*** Record extracts ***

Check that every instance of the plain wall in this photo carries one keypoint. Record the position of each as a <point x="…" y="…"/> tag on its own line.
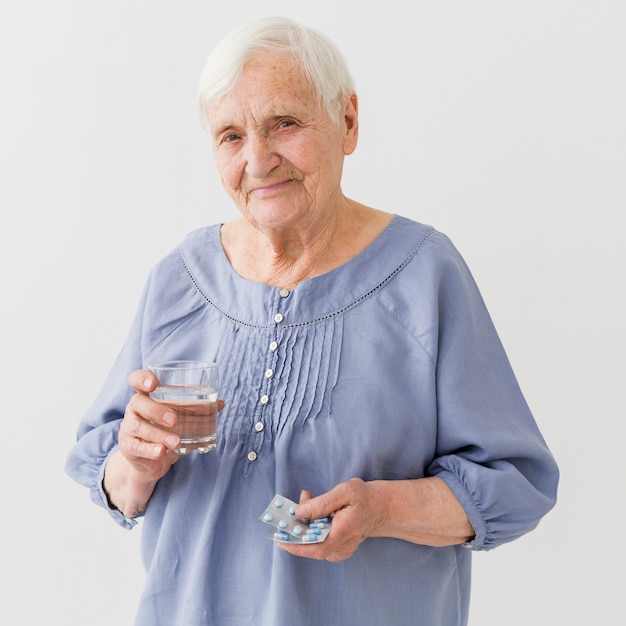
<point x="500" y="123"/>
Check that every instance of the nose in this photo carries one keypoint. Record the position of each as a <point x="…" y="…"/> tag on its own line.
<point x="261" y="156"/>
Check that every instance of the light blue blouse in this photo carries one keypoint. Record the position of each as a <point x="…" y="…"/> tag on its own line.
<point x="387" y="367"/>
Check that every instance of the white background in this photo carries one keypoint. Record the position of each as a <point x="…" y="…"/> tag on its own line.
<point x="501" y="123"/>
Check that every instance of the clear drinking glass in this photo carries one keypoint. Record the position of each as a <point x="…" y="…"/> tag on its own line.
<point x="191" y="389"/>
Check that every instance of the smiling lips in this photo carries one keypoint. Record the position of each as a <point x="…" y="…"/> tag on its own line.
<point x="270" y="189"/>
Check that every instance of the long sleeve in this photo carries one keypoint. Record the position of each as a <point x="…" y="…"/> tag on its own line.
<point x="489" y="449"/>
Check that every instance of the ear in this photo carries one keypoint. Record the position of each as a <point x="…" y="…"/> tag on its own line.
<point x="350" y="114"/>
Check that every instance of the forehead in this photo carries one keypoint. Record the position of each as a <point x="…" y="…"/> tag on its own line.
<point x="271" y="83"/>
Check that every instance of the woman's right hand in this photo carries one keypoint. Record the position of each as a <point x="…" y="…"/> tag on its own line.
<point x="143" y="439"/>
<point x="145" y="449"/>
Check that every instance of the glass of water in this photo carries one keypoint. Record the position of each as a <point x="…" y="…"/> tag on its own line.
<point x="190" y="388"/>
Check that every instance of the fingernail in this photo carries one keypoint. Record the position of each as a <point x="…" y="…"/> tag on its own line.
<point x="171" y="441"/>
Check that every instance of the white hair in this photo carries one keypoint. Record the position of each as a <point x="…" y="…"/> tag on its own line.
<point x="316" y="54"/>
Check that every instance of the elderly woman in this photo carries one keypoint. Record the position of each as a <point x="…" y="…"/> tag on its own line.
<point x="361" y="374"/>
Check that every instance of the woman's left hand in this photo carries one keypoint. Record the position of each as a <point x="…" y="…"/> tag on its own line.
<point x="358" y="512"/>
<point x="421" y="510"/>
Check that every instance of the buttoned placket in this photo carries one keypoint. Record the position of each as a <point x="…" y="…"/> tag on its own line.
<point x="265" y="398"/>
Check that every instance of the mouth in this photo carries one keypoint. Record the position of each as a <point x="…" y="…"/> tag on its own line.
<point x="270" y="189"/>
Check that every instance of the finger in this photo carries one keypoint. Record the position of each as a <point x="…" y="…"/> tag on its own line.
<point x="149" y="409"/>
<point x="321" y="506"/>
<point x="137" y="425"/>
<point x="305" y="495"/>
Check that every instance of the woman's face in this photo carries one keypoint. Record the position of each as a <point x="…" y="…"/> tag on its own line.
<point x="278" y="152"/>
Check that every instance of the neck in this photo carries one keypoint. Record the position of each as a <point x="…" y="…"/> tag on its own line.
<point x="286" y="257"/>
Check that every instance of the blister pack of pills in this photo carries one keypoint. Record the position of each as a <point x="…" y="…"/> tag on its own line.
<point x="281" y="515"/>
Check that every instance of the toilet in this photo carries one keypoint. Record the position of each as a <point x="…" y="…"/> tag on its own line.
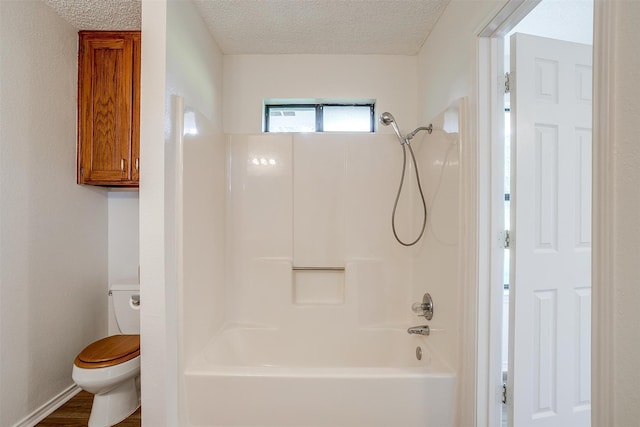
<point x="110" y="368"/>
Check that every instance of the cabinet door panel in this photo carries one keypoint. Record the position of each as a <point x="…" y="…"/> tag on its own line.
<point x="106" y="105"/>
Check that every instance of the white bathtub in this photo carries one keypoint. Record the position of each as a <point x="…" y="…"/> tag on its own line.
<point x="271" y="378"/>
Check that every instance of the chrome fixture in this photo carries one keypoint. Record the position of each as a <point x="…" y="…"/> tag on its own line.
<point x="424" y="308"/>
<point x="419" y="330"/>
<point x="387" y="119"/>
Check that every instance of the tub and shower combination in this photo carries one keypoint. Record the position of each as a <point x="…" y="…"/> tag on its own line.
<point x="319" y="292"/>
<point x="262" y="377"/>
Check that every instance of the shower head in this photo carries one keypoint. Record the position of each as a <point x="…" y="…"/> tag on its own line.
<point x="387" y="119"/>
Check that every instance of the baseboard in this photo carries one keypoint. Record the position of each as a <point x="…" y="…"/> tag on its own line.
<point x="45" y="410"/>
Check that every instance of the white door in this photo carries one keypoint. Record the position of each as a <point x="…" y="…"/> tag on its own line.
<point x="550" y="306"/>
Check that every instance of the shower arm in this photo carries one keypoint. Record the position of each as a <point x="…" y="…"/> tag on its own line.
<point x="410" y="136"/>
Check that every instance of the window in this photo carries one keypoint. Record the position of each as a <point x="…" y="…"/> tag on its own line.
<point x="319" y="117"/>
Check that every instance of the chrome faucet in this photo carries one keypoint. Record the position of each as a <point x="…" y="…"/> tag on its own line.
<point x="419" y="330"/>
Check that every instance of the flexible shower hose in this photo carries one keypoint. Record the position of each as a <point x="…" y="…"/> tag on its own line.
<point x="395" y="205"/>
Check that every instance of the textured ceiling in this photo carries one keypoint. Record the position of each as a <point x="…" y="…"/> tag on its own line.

***

• _Task statement_: Make an exact copy of the data above, pictures excluded.

• _Expected answer_:
Check that every instance of the plain wall in this photo carries one keypoint. Record the position of each as a <point x="…" y="…"/> tag on its own line.
<point x="500" y="123"/>
Check that every instance of the nose in this photo carries one keypoint. Record the position of each as a <point x="…" y="…"/> tag on its own line.
<point x="261" y="156"/>
Check that every instance of the light blue blouse in this photo carries one keypoint. Record the position of each as a <point x="…" y="…"/> tag on its own line.
<point x="387" y="367"/>
Check that every instance of the white background in this photo carries one keypoint. Record the position of each as a <point x="…" y="…"/> tag on its own line.
<point x="501" y="123"/>
Check that every instance of the clear drinking glass in this photo carries one keypoint. Record the position of each as a <point x="…" y="…"/> tag on its own line.
<point x="191" y="389"/>
Check that every instance of the smiling lips in this photo carries one keypoint. Record the position of each as a <point x="…" y="…"/> tag on its own line.
<point x="270" y="189"/>
Check that every instance of the long sleeve in this photo carries one keypoint. Record the position of each as a <point x="…" y="…"/> tag on its own line.
<point x="489" y="449"/>
Check that every instance of the ear in this photo carries one keypoint. Record the position of each as a <point x="…" y="…"/> tag on its own line.
<point x="350" y="114"/>
Check that every instance of the forehead in this photo carries one keypoint. Record the position of each as a <point x="…" y="…"/> tag on its own line.
<point x="271" y="83"/>
Check that every instance of the woman's right hand in this photo carries one keypoint. Record the position of each as a <point x="…" y="…"/> tag on its own line.
<point x="143" y="439"/>
<point x="145" y="449"/>
Check that every instance of the glass of water in this photo carries one keypoint. Record the position of each as a <point x="…" y="…"/> tag on its own line.
<point x="190" y="388"/>
Check that every instance of the fingernail in this photo carries one keypoint. Record the position of each as a <point x="…" y="…"/> tag on its own line.
<point x="171" y="441"/>
Check that every instance of the white hair in this photo carries one keypoint. Record the position of each as a <point x="…" y="…"/> tag on its own line.
<point x="316" y="54"/>
Check that every instance of the elderly woman in this photo carries one keypoint. Record the position of each as a <point x="…" y="…"/> tag on its own line.
<point x="361" y="374"/>
Check that every instance of the woman's left hand in this photo carries one keypoint. Record the position of each as a <point x="…" y="…"/> tag on its own line.
<point x="358" y="512"/>
<point x="421" y="510"/>
Check that every instance of the buttoned placket in this photo carries one keypoint. Record the position of each as a <point x="…" y="…"/> tag on its own line.
<point x="265" y="398"/>
Check that every instance of the mouth in this photo carries one keypoint. Record the position of each as a <point x="…" y="…"/> tag on its own line.
<point x="270" y="189"/>
Check that every instance of the finger in this photo carries one keypoint. Record the position of each as a <point x="…" y="…"/> tag on its own line.
<point x="149" y="409"/>
<point x="321" y="506"/>
<point x="137" y="425"/>
<point x="305" y="495"/>
Check that every instance of the woman's face in this photo carries one keypoint. Record the position of each as a <point x="…" y="…"/> tag on its own line.
<point x="278" y="152"/>
Check that every instance of the neck in this photo carries one keypoint. Record the position of each as a <point x="…" y="…"/> tag on its own line.
<point x="286" y="257"/>
Check that every instance of the blister pack of pills in this photo carries one keypoint. Record the position of each as a <point x="…" y="…"/> tag on its own line.
<point x="281" y="515"/>
Check that every instance of the toilet in this photo carries one keypoint. Record the position of each as a <point x="…" y="…"/> tag on its own line.
<point x="110" y="368"/>
Check that every instance of the cabinet door panel in this photo carries one keypoint. Record the position of each as a <point x="…" y="…"/> tag on its own line.
<point x="106" y="105"/>
Check that every instance of the white bathtub in this photo carries one keypoint. Record the position of each as a <point x="…" y="…"/> tag on its own line.
<point x="271" y="378"/>
Check that every instance of the chrome fixture in this photo carries one keypoint. Record the position of each as a <point x="…" y="…"/> tag on its own line.
<point x="424" y="308"/>
<point x="419" y="330"/>
<point x="387" y="119"/>
Check that every instance of the tub and shower combination in this photo carries one keypoint. Record the position of each as a <point x="…" y="…"/> tag on its own line.
<point x="319" y="292"/>
<point x="262" y="377"/>
Check that every instance of the shower head in this photo carries one keypoint. Record the position of each as a <point x="…" y="…"/> tag on its own line.
<point x="387" y="119"/>
Check that every instance of the baseboard in this photo carries one keypoint. Record the position of each as a <point x="…" y="…"/> tag on its own line.
<point x="45" y="410"/>
Check that every instance of the white door in this photo carries one keypoint. Record the position of each as a <point x="…" y="…"/> tag on its own line.
<point x="550" y="306"/>
Check that every instance of the shower arm in this photo carries one keypoint. Record the position of each as a <point x="…" y="…"/> tag on its own line.
<point x="410" y="136"/>
Check that every instance of the window in this photo carries one keypoint. Record the position of each as a <point x="…" y="…"/> tag on its own line.
<point x="319" y="117"/>
Check that every instance of the chrome faucet in this photo carries one keypoint. Record the position of each as a <point x="…" y="…"/> tag on its own line.
<point x="419" y="330"/>
Check that every instance of the flexible shower hose in this photo carries one keypoint. Record the position of each as a <point x="…" y="…"/> tag on its own line.
<point x="395" y="205"/>
Check that every instance of the textured ceiling in this photo carries one keypoint. Record the position of each as a <point x="…" y="…"/> tag on its own line.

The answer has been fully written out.